### EXERCISE PROMPT
The records appear below. Repeat them exactly.

### DATA SHOWN
==*==
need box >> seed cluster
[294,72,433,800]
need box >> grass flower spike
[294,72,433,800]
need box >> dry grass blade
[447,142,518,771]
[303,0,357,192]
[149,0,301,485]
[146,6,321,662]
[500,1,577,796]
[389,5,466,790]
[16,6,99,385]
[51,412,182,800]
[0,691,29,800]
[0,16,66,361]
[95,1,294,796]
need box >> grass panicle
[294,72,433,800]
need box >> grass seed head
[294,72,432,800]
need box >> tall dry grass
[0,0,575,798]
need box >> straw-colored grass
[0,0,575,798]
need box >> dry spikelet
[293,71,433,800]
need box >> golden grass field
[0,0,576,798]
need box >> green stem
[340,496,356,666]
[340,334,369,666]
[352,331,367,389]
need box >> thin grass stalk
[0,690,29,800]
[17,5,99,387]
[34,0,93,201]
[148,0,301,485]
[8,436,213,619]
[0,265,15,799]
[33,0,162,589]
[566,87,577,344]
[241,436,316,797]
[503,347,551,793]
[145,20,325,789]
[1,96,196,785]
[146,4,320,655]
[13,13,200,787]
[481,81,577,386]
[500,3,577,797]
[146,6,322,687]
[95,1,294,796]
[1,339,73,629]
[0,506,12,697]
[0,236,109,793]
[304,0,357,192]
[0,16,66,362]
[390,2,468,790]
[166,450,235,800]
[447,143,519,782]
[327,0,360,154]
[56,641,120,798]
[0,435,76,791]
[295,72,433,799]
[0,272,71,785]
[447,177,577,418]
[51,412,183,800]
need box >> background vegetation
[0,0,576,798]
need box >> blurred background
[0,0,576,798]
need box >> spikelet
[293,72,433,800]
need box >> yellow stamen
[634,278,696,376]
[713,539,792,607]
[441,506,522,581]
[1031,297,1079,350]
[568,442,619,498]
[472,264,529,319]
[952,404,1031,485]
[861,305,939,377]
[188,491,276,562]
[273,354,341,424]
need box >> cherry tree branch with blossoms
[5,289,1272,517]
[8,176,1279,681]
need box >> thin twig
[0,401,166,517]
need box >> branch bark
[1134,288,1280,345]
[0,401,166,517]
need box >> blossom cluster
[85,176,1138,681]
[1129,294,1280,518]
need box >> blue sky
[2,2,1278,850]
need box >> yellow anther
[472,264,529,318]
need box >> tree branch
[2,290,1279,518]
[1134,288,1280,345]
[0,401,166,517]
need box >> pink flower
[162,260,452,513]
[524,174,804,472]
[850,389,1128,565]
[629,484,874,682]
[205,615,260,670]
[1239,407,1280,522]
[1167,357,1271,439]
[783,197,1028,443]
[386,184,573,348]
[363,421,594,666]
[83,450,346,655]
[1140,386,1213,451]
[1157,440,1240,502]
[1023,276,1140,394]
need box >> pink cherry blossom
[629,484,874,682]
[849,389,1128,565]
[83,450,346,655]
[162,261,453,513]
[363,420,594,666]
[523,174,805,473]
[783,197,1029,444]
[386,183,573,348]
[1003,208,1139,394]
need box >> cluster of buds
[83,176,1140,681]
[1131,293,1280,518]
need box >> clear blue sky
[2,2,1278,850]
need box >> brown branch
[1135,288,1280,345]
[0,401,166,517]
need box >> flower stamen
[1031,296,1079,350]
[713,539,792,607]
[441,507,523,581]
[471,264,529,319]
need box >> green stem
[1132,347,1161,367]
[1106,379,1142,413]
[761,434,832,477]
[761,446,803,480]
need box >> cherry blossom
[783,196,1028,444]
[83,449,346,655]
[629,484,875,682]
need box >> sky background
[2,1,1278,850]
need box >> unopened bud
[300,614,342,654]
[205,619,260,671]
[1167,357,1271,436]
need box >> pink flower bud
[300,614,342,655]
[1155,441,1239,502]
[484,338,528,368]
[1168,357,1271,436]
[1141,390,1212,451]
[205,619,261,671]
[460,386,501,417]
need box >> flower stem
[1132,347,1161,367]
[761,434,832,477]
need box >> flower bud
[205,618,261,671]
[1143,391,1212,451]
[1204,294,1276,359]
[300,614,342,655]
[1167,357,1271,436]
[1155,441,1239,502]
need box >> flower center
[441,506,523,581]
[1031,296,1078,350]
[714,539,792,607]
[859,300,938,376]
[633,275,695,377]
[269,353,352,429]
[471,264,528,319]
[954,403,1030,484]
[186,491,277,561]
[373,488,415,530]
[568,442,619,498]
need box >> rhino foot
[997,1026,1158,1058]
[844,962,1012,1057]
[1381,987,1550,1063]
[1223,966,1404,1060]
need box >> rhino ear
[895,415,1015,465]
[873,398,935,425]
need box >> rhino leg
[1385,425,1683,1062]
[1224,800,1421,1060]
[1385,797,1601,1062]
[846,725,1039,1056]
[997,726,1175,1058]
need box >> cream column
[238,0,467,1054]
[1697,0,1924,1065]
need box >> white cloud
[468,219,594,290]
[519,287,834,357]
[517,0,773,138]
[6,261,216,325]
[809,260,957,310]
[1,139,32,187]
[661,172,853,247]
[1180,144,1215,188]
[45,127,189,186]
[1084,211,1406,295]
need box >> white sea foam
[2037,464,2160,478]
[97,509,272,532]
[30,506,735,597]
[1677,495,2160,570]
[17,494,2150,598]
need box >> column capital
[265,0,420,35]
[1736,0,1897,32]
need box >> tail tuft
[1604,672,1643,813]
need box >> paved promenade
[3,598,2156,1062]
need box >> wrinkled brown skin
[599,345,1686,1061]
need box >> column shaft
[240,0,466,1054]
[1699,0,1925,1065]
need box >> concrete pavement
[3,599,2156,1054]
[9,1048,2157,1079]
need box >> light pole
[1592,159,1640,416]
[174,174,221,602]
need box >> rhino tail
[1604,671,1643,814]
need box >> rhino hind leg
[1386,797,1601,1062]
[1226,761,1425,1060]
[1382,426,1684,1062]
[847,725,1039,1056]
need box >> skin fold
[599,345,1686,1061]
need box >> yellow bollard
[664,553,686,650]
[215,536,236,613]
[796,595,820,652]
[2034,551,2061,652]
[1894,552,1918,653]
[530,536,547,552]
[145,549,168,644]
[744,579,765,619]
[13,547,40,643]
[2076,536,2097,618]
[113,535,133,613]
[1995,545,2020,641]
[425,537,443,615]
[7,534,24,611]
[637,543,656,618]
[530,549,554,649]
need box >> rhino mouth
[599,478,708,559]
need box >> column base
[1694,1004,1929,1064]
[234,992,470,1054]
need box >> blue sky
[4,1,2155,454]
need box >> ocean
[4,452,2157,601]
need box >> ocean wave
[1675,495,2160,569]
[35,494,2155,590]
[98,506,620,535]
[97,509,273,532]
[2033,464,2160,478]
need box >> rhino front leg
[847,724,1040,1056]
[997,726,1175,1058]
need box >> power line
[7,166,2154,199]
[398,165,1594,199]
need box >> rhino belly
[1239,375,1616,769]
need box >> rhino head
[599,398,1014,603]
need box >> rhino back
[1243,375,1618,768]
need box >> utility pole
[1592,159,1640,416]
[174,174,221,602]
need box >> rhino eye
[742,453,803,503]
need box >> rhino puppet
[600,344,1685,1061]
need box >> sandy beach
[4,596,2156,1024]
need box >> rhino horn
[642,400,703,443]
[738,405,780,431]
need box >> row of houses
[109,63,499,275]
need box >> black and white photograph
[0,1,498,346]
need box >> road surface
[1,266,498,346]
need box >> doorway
==*==
### EXPECTED ANSWER
need box >> seed cluster
[294,72,433,800]
need box >> grass flower spike
[294,72,433,800]
need box >> dry grass blade
[447,142,518,771]
[303,0,357,192]
[149,0,301,485]
[146,6,321,662]
[500,1,577,796]
[389,5,466,790]
[16,6,99,385]
[51,412,182,800]
[0,691,29,800]
[0,16,66,361]
[95,1,294,796]
need box >> grass panicle
[294,72,433,800]
need box >> grass seed head
[294,72,432,800]
need box >> tall dry grass
[0,0,575,798]
need box >> straw-colored grass
[0,0,575,798]
need box >> dry spikelet
[293,71,433,800]
need box >> golden grass field
[0,0,576,798]
need box >> green stem
[340,496,356,666]
[340,334,369,666]
[352,331,367,389]
need box >> thin grass stalk
[0,690,29,800]
[17,5,99,387]
[34,0,93,201]
[148,0,301,485]
[8,436,213,619]
[0,265,15,799]
[33,0,162,589]
[566,87,577,344]
[241,436,316,797]
[503,347,551,793]
[145,20,325,789]
[1,96,196,785]
[146,4,320,655]
[13,13,200,787]
[481,81,577,386]
[500,3,577,797]
[146,6,322,687]
[95,1,294,796]
[1,339,73,629]
[0,506,12,697]
[0,236,109,793]
[304,0,357,192]
[0,16,66,362]
[390,2,468,790]
[166,450,235,800]
[447,143,519,782]
[327,0,360,154]
[56,641,120,798]
[0,435,76,791]
[295,72,433,799]
[0,272,71,785]
[447,177,577,418]
[51,412,183,800]
need box >> background vegetation
[0,0,576,798]
need box >> blurred background
[0,0,576,798]
need box >> spikelet
[293,72,433,800]
need box >> yellow stamen
[634,278,696,376]
[713,539,792,607]
[441,506,522,581]
[1031,297,1079,350]
[568,442,619,498]
[472,264,529,319]
[952,404,1031,485]
[861,305,939,377]
[188,491,276,562]
[273,354,341,424]
need box >> cherry tree branch with blossoms
[5,289,1272,517]
[8,176,1279,681]
need box >> thin twig
[0,401,166,517]
need box >> branch bark
[1134,288,1280,345]
[0,401,166,517]
need box >> blossom cluster
[85,176,1138,681]
[1129,294,1280,518]
need box >> blue sky
[2,2,1278,850]
need box >> yellow anther
[472,264,529,318]
need box >> tree branch
[2,290,1279,518]
[1134,288,1280,345]
[0,401,166,517]
need box >> pink flower
[162,260,452,513]
[524,174,804,472]
[850,389,1128,565]
[629,484,874,682]
[205,615,260,670]
[1239,407,1280,522]
[1167,357,1271,439]
[783,197,1028,443]
[386,184,573,348]
[363,421,594,666]
[83,450,346,655]
[1140,386,1213,451]
[1157,440,1240,502]
[1023,276,1140,394]
need box >> pink cherry blossom
[629,484,874,682]
[849,389,1128,565]
[83,450,346,655]
[162,261,453,513]
[363,420,594,666]
[523,174,805,473]
[783,197,1029,444]
[386,183,573,348]
[1003,208,1139,394]
need box >> cluster of buds
[83,176,1140,681]
[1131,293,1280,518]
need box >> clear blue sky
[2,2,1278,850]
need box >> brown branch
[1135,288,1280,345]
[0,401,166,517]
need box >> flower stamen
[1031,296,1079,350]
[713,539,792,607]
[441,507,523,581]
[471,264,529,319]
need box >> green stem
[1132,347,1161,367]
[1106,379,1142,413]
[761,434,832,477]
[761,446,803,480]
need box >> cherry blossom
[783,196,1028,444]
[83,449,346,655]
[629,484,875,682]
need box >> sky background
[2,1,1278,850]
need box >> unopened bud
[300,614,342,654]
[205,619,260,671]
[1167,357,1271,436]
need box >> pink flower bud
[300,614,342,655]
[1155,441,1239,502]
[484,338,528,368]
[1168,357,1271,436]
[1141,390,1212,451]
[205,619,261,671]
[460,386,501,417]
need box >> flower stem
[1132,347,1161,367]
[761,434,832,477]
need box >> flower bud
[205,618,261,671]
[1143,391,1212,451]
[1204,294,1276,359]
[300,614,342,655]
[1167,357,1271,436]
[1155,441,1239,502]
need box >> flower center
[441,506,523,581]
[1031,296,1078,350]
[714,539,792,607]
[859,300,938,376]
[633,275,695,377]
[269,353,352,429]
[471,264,528,319]
[954,403,1030,484]
[186,491,277,561]
[373,488,415,530]
[568,442,619,498]
need box >> rhino foot
[997,1026,1158,1058]
[844,962,1012,1057]
[1381,987,1550,1063]
[1223,966,1404,1060]
need box >> rhino ear
[895,415,1015,465]
[873,398,935,425]
need box >> rhino leg
[1385,425,1683,1062]
[1224,800,1421,1060]
[1385,797,1601,1062]
[846,725,1039,1056]
[997,726,1175,1058]
need box >> cream column
[238,0,467,1054]
[1697,0,1924,1065]
need box >> white cloud
[468,219,594,290]
[519,287,834,357]
[517,0,773,138]
[6,261,216,325]
[809,260,957,310]
[1,139,32,187]
[661,172,853,247]
[1180,144,1215,188]
[45,127,189,186]
[1084,211,1406,295]
need box >> white sea foam
[2037,464,2160,478]
[97,509,272,532]
[30,506,735,597]
[1677,495,2160,570]
[17,494,2150,598]
need box >> column capital
[265,0,420,35]
[1736,0,1897,32]
need box >> tail tuft
[1604,672,1643,813]
need box >> paved promenade
[3,598,2156,1062]
need box >> wrinkled brown skin
[599,345,1686,1061]
need box >> column shaft
[240,0,466,1054]
[1699,0,1925,1065]
need box >> concrete pavement
[3,599,2156,1054]
[9,1048,2157,1079]
need box >> light pole
[1592,159,1640,416]
[174,174,221,602]
need box >> rhino tail
[1604,671,1643,814]
need box >> rhino hind leg
[1386,797,1601,1062]
[1226,761,1425,1060]
[1382,426,1684,1062]
[847,725,1039,1056]
need box >> skin fold
[599,345,1686,1061]
need box >> yellow bollard
[664,553,686,650]
[215,536,236,613]
[796,595,820,652]
[2034,551,2061,652]
[1894,552,1918,653]
[530,536,547,552]
[145,549,168,644]
[744,579,765,619]
[13,547,40,643]
[2076,536,2097,618]
[113,535,133,613]
[1995,545,2020,641]
[425,537,443,615]
[7,534,24,611]
[637,543,656,618]
[530,549,554,649]
need box >> rhino mouth
[599,478,708,559]
need box >> column base
[1694,1004,1929,1064]
[234,992,470,1054]
need box >> blue sky
[4,1,2155,454]
need box >> ocean
[4,452,2157,601]
need box >> ocean wave
[1675,495,2160,569]
[35,494,2155,590]
[98,506,620,535]
[97,509,273,532]
[2033,464,2160,478]
need box >> rhino front leg
[847,724,1040,1056]
[997,726,1175,1058]
need box >> power line
[7,166,2154,199]
[398,165,1594,199]
need box >> rhino belly
[1239,375,1616,769]
need box >> rhino head
[599,398,1014,603]
need box >> rhino back
[1243,375,1618,768]
need box >> utility pole
[1592,159,1640,416]
[174,174,221,602]
need box >> rhino eye
[742,453,803,503]
need box >> rhino puppet
[600,344,1685,1061]
need box >> sandy beach
[4,596,2156,1024]
need box >> rhino horn
[642,400,703,443]
[738,405,780,431]
need box >> row of houses
[109,63,499,275]
need box >> black and white photograph
[0,1,498,346]
need box >> road surface
[1,266,498,346]
need box >> doorway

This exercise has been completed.